**Passage given:**

☆ ☆ ☆ ☆ ☆

Friday, September 16, 2011

Willful Ignorance in the Ford Administration

Toronto Mayors Rob and Doug Ford and their minions, like so many of the extreme right, tend not to let facts, reason, and data interfere with the purity of their ideological vision. Someone who describes city employees as 'the gravy' and denies that eliminating daycare subsidies are cuts, but rather 'efficiencies' will likely be unfazed by the latest poll showing Torontonians overwhelmingly opposed to service cuts.

Published in today's Star, the "Forum Research telephone survey of nearly 13,000 people reveals that more than three-quarters of Torontonians want their local councillor to protect services rather than comply with the mayor’s wishes. And only 27 per cent of residents say they would vote for Rob Ford if an election was held tomorrow."

Particularly interesting is that the results involve a ward-by-ward analysis, with wards of some of the most extreme right-wing councillors showing the strongest opposition to service cuts.

But for an administration that refuses any interview requests from The Toronto Star and excludes them from invitation-only events, the poll results, despite the very large sampling, will likely be dismissed.

After all, it was commissioned by CUPE Local 79, one of two major unions at city hall. Sometimes hard data isn't hard data, especially when your opponents are involved in its collection.

Thursday, September 15, 2011

Tell People In the Maldives That Climate-Change Is A Hoax

In a story that even the most unthinking extreme right-winger would find hard to refute, The Star today reports that the world's lowest country is sinking under rising water levels. Entitled People forced to move as world’s lowest country sinks under rising seas, it describes how entire communities have had to be moved on some islands in the Maldives.

Climate change skeptics only have to look at his country, an archipelago in the Indian Ocean, and other sea-level nations to see its horrific effects on the environment, Environment Minister Mohamed Aslam said.

"In the past two to three decades, we have relocated entire populations from one island to the other simply because life wasn't sustainable in those islands," he told an Asian Development Bank conference on climate induced migration.


Something tells me, however, that given the recent record number and intensity of hurricanes and tornadoes that have caused great damage in North America without arousing any corporate or governmental interest in the abatement of emissions, the plight of people so far away will mean even less to the powers that be.

Wednesday, September 14, 2011

A Memo From Mohawk College On How To Become A Scab

All of my adult life, I have had nothing but absolute contempt for scabs, or, as these more sensitive times describe them, 'replacement workers'. Whether crossing a picket line to work inside an operation that has been struck in order to earn some extra cash, or deserting the union to return to work, the decision to become a scab bespeaks an indefensible exaltation of the self over the interests of the collective.

☆ ☆ ☆ ☆ ☆

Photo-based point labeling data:
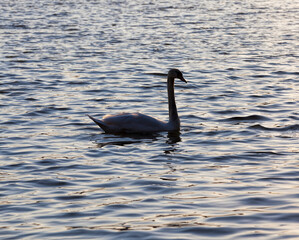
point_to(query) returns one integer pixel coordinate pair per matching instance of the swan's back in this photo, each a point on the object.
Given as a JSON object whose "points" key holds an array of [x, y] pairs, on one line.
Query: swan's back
{"points": [[134, 122]]}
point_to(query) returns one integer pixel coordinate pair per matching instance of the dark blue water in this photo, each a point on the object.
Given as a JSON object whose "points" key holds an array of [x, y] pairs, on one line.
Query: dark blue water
{"points": [[231, 173]]}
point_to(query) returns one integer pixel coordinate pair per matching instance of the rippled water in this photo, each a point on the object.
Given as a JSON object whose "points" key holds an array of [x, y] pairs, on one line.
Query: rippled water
{"points": [[231, 173]]}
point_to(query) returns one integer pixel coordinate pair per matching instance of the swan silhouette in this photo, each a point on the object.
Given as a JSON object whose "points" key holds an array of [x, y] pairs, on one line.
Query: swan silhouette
{"points": [[140, 123]]}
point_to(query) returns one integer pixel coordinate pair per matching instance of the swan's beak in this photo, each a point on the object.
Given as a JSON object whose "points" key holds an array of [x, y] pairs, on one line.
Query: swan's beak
{"points": [[183, 79]]}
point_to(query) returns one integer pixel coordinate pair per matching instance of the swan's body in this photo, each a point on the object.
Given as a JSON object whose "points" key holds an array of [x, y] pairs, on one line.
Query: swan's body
{"points": [[140, 123]]}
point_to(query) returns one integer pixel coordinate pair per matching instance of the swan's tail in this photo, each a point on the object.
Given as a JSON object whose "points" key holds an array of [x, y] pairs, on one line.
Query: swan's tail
{"points": [[100, 123]]}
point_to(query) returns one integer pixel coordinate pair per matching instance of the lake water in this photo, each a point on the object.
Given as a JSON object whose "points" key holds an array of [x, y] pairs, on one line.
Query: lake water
{"points": [[231, 173]]}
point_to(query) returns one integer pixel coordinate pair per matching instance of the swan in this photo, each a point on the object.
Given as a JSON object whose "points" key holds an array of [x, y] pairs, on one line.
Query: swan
{"points": [[140, 123]]}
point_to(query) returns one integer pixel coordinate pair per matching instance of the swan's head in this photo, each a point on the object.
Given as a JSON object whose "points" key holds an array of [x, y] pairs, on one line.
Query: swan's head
{"points": [[176, 73]]}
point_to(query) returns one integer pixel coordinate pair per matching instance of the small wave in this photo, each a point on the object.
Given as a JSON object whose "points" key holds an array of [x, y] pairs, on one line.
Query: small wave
{"points": [[247, 118], [294, 127]]}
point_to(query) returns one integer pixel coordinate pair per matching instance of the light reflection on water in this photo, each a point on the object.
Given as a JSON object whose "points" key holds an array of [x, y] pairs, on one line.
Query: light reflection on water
{"points": [[231, 173]]}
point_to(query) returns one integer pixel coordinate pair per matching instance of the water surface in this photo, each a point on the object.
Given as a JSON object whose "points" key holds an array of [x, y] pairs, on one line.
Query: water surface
{"points": [[231, 173]]}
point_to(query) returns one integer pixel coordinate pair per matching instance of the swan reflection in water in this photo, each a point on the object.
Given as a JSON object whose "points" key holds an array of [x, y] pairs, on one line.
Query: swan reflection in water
{"points": [[118, 140], [143, 124]]}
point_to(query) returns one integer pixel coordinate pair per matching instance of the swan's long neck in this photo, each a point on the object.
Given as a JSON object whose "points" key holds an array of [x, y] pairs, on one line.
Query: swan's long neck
{"points": [[173, 113]]}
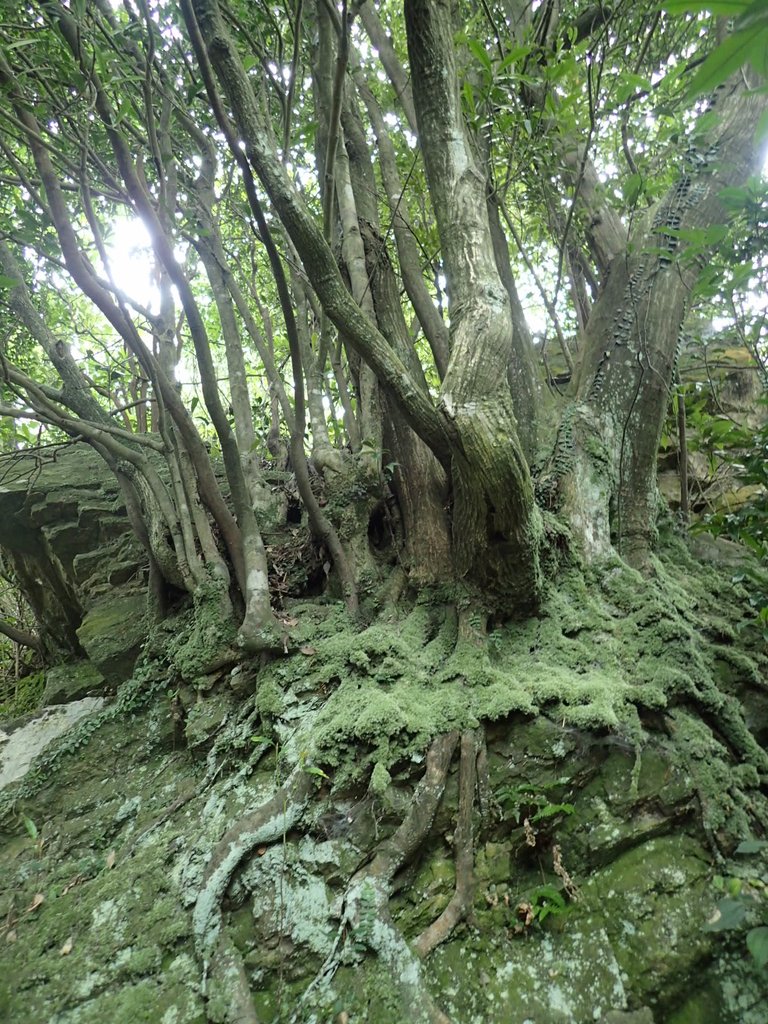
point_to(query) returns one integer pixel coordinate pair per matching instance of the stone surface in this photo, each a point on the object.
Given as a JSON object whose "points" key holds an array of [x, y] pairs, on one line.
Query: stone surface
{"points": [[113, 632], [71, 681], [19, 748], [65, 529]]}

☆ ☆ ☆ ☆ ☆

**Short problem 1:**
Using the blog posts, answer each question:
(a) Roughly how many people took part in the Forum Research telephone survey?
(b) Which union commissioned that poll?
(c) What is the name of the Maldives Environment Minister quoted?
**Short problem 2:** Switch "photo" to "image" in the records. Begin at the line that has "the swan's long" and continue through the last line of the records, keep everything else unchanged, and leave the pictures out.

**Task output 1:**
(a) Nearly 13,000 people.
(b) CUPE Local 79.
(c) Mohamed Aslam.

**Task output 2:**
point_to(query) returns one integer pixel coordinate pair per matching instance of the swan's long neck in this image, each a point on the object.
Given as a JSON object whose "points" key holds an array of [x, y] pairs, on one line.
Query: swan's long neck
{"points": [[173, 113]]}
point_to(query) returns one integer pixel coordinate pair per matching instance of the stone surface in this image, each a point on the object.
Given as a JSON object whose "points" key holds an array of [x, y] pairs, on one line.
Query: stone surface
{"points": [[113, 632], [71, 681], [19, 748], [65, 529]]}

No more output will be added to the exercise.